The exercise
Extract all data as written.

>> begin Excerpted records

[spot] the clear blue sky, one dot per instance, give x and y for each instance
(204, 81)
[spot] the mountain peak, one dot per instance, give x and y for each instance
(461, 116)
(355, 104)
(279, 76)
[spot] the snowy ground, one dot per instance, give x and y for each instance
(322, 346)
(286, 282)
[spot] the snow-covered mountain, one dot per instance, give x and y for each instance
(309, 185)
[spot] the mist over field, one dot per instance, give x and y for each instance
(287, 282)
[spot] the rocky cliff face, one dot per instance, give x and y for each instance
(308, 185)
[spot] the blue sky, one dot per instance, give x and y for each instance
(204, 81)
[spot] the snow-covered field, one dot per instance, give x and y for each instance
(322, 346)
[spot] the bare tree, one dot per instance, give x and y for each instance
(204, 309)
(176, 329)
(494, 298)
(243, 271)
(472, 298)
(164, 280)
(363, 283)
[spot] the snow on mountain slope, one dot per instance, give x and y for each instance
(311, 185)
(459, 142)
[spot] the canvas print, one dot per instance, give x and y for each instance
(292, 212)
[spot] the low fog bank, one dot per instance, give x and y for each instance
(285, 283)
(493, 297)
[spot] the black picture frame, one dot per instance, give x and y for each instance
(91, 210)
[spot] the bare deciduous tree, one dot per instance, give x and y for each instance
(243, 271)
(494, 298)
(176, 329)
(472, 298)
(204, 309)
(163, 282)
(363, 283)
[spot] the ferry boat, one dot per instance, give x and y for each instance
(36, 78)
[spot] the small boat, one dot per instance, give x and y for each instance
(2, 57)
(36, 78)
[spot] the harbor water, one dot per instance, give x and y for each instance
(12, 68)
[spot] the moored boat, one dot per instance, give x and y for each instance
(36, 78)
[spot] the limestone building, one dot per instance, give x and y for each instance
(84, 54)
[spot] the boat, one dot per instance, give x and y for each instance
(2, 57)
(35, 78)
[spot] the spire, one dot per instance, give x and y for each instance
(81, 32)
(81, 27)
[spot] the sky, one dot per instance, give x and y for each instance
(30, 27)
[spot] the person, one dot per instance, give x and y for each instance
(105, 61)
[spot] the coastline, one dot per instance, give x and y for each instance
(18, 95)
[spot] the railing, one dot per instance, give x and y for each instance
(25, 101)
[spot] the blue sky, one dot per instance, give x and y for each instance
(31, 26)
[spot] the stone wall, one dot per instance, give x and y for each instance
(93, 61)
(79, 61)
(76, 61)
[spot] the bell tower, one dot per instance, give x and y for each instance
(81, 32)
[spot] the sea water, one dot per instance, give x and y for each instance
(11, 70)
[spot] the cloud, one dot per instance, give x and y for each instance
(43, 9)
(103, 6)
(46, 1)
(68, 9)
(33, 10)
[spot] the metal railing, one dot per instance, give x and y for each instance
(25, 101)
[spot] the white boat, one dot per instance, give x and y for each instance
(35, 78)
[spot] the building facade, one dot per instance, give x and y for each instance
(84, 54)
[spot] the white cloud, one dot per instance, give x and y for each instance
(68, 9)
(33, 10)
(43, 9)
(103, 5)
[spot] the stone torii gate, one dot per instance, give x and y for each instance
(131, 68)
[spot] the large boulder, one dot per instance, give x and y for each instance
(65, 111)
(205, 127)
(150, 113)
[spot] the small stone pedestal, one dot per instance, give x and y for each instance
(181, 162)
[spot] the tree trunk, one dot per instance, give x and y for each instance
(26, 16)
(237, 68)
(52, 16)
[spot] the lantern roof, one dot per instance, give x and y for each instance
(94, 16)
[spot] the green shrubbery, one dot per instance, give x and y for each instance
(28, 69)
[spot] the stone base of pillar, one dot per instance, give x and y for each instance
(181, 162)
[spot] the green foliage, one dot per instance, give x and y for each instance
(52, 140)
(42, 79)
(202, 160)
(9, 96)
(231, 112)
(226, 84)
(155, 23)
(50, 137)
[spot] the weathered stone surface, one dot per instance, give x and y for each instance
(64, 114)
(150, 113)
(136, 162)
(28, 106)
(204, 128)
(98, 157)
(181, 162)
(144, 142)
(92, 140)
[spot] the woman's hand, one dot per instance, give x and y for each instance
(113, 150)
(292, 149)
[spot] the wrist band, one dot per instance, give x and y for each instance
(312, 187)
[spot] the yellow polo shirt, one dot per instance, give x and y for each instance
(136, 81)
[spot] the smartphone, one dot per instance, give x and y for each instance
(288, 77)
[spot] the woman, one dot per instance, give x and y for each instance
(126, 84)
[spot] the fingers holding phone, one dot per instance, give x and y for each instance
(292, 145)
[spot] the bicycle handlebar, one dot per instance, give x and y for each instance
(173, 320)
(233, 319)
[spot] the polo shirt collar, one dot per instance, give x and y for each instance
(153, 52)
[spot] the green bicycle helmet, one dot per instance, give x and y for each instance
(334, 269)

>> end Excerpted records

Answer to the task
[spot] the clear blue sky, one dot per instance, give x and y for each instance
(204, 81)
[spot] the mountain peak, one dot per instance, give x and y for each instance
(461, 116)
(355, 104)
(279, 76)
[spot] the snowy ground, one dot per instance, give x and y for each instance
(322, 346)
(286, 282)
[spot] the snow-covered mountain, one dot per instance, give x and y for each instance
(309, 185)
[spot] the mist over field, one dot per instance, give x and y for each instance
(287, 282)
[spot] the rocky cliff face, one dot per instance, give x and y for each instance
(308, 185)
[spot] the blue sky, one dot per instance, give x and y for each instance
(204, 81)
[spot] the snow-covered field, one dot per instance, give x and y for each instance
(322, 346)
[spot] the bare tree, one dot per instance, give x and y for each instance
(204, 309)
(176, 329)
(494, 298)
(243, 271)
(472, 298)
(164, 280)
(363, 283)
[spot] the snow on mountain slope, one dot per instance, give x and y for each instance
(311, 185)
(459, 142)
[spot] the canvas print, one dot per instance, give x and y for each instance
(292, 212)
[spot] the low fog bank, one dot per instance, give x and y for each instance
(285, 283)
(493, 297)
[spot] the black picture frame, one dot per instance, give x and y for each instance
(91, 210)
[spot] the bare deciduous tree, one dot per instance, give x and y for each instance
(243, 271)
(494, 298)
(176, 329)
(472, 298)
(204, 309)
(163, 282)
(363, 283)
[spot] the ferry boat, one dot per instance, give x and y for each instance
(36, 78)
[spot] the small boat, one dot per instance, give x and y for each instance
(2, 57)
(36, 78)
[spot] the harbor water, one dot per instance, give x and y for each instance
(12, 68)
[spot] the moored boat, one dot per instance, give x and y for each instance
(36, 78)
[spot] the limestone building, one dot per instance, give x and y for each instance
(84, 54)
[spot] the boat, one dot per instance, give x and y for each instance
(2, 57)
(35, 78)
[spot] the spire, one dot per instance, give x and y for each instance
(81, 32)
(81, 27)
[spot] the sky, one dot per instance, give x and y for each instance
(30, 27)
[spot] the person, one dot per instance, give x and y for each instance
(105, 61)
[spot] the coastline, one dot per instance, give x and y for each instance
(18, 95)
[spot] the railing, one dot per instance, give x and y for each instance
(25, 101)
[spot] the blue sky, one dot per instance, give x and y for each instance
(31, 26)
[spot] the stone wall, one dot per instance, give x and y for each instance
(93, 61)
(79, 61)
(76, 61)
[spot] the bell tower, one dot per instance, give x and y for each instance
(81, 32)
[spot] the sea water, one dot per instance, give x and y for each instance
(11, 70)
[spot] the cloud, one dot per instance, give x and y for each instance
(43, 9)
(103, 6)
(46, 1)
(68, 9)
(33, 10)
[spot] the metal railing, one dot per instance, give x and y for each instance
(25, 101)
[spot] the white boat, one dot per instance, give x and y for each instance
(35, 78)
[spot] the building facade, one dot per instance, give x and y for each instance
(84, 54)
[spot] the white cloud, one dot per instance, give x and y for each instance
(68, 9)
(33, 10)
(43, 9)
(103, 5)
[spot] the stone torii gate, one dot per instance, give x and y for each instance
(131, 68)
[spot] the large boulder, one dot per instance, give x and y for each instance
(65, 111)
(205, 127)
(150, 113)
[spot] the small stone pedestal, one dot per instance, give x and y for each instance
(181, 162)
[spot] the tree trunk, one dot per instance, give x and y for each instance
(26, 16)
(237, 68)
(52, 16)
[spot] the lantern roof, one dot per instance, give x and y for each instance
(94, 16)
[spot] the green shrubbery, one dot per instance, give x and y for each instance
(28, 69)
[spot] the stone base of pillar, one dot per instance, give x and y for each instance
(181, 162)
[spot] the green foliage, one dot per instance, give x and y for each instance
(52, 140)
(42, 79)
(202, 160)
(9, 96)
(231, 112)
(226, 84)
(155, 23)
(50, 137)
[spot] the weathered stone surface, one dot per instance, give x and y for each instance
(64, 114)
(150, 113)
(136, 162)
(28, 106)
(204, 128)
(98, 157)
(181, 162)
(144, 142)
(92, 140)
[spot] the woman's hand, one dot per instance, give x and y for each instance
(113, 150)
(292, 149)
[spot] the wrist band, one dot per instance, give x and y for each instance
(312, 187)
[spot] the yellow polo shirt, one dot per instance, give x and y for each instance
(136, 81)
[spot] the smartphone, one dot per instance, give x and y for each instance
(288, 77)
[spot] the woman, one dot per instance, give x and y for each instance
(126, 84)
[spot] the fingers holding phone, one dot per instance, give x and y for each instance
(292, 145)
[spot] the bicycle handlebar, one dot per instance, give x and y for each instance
(173, 320)
(233, 319)
[spot] the polo shirt collar, one dot per instance, give x and y for each instance
(153, 52)
[spot] the green bicycle helmet, one dot per instance, give x and y for each instance
(334, 269)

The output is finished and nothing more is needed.